Repeat each line word for word.

# RAW RECORDS
>> BEGIN

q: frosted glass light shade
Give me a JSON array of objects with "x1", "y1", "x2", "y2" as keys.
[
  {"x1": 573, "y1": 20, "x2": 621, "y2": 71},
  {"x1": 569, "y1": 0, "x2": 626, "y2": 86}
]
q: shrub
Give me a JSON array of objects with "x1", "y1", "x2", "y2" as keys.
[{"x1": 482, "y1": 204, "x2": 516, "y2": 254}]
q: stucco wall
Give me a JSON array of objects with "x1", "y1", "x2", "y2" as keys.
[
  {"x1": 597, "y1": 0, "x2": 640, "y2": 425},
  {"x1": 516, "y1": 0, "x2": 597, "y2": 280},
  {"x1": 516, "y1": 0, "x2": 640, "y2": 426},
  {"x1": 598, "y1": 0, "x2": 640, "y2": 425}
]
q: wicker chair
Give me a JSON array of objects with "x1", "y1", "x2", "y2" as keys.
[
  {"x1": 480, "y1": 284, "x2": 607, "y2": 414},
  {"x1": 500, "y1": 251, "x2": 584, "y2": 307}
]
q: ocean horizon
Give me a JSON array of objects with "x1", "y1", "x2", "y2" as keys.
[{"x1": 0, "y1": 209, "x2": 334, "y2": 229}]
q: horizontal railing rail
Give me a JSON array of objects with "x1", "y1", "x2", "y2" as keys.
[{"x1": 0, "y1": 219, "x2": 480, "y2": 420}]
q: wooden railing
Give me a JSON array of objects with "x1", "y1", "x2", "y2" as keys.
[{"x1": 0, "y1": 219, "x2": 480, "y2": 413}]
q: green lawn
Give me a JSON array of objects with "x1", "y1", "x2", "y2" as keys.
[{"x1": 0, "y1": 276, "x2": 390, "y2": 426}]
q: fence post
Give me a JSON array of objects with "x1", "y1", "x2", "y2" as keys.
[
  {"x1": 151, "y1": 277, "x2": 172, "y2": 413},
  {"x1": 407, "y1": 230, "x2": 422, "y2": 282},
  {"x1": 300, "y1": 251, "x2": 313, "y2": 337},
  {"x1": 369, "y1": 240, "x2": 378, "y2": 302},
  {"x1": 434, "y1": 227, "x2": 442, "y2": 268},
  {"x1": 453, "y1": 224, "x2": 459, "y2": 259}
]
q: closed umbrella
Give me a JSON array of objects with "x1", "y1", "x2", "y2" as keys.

>> END

# OUTPUT FOR THIS TASK
q: frosted glass light shade
Give me a JSON array of objects with "x1", "y1", "x2", "y2" as keys.
[
  {"x1": 573, "y1": 20, "x2": 621, "y2": 71},
  {"x1": 569, "y1": 0, "x2": 626, "y2": 86}
]
q: shrub
Give me a JSON array of objects with "x1", "y1", "x2", "y2" as keys.
[{"x1": 482, "y1": 204, "x2": 516, "y2": 254}]
q: stucco wall
Give me a JSON array of objects with "x1", "y1", "x2", "y2" as keys.
[
  {"x1": 597, "y1": 0, "x2": 640, "y2": 425},
  {"x1": 516, "y1": 0, "x2": 597, "y2": 280},
  {"x1": 516, "y1": 0, "x2": 640, "y2": 426},
  {"x1": 598, "y1": 0, "x2": 640, "y2": 425}
]
q: wicker chair
Give me a JSON array of objects with "x1", "y1", "x2", "y2" as keys.
[
  {"x1": 480, "y1": 284, "x2": 607, "y2": 414},
  {"x1": 500, "y1": 251, "x2": 584, "y2": 307}
]
q: ocean horizon
Give me a JSON array of objects with "x1", "y1", "x2", "y2" as keys.
[{"x1": 0, "y1": 209, "x2": 334, "y2": 229}]
q: horizontal railing rail
Give me a JSON array of objects with "x1", "y1", "x2", "y2" as keys.
[{"x1": 0, "y1": 219, "x2": 480, "y2": 420}]
q: wooden railing
Give me a JSON array of objects with "x1", "y1", "x2", "y2" as keys.
[{"x1": 0, "y1": 219, "x2": 480, "y2": 413}]
q: green lawn
Give me a JSON array of objects with "x1", "y1", "x2", "y2" as keys.
[{"x1": 0, "y1": 276, "x2": 390, "y2": 426}]
q: fence post
Give me a JSON array of objects with "x1", "y1", "x2", "y2" as keys.
[
  {"x1": 151, "y1": 277, "x2": 172, "y2": 413},
  {"x1": 407, "y1": 230, "x2": 422, "y2": 282},
  {"x1": 300, "y1": 251, "x2": 313, "y2": 337},
  {"x1": 369, "y1": 240, "x2": 378, "y2": 302},
  {"x1": 434, "y1": 227, "x2": 442, "y2": 268},
  {"x1": 453, "y1": 224, "x2": 459, "y2": 259}
]
q: closed umbrella
Give me a JSON array of objects with "x1", "y1", "x2", "y2" as keys.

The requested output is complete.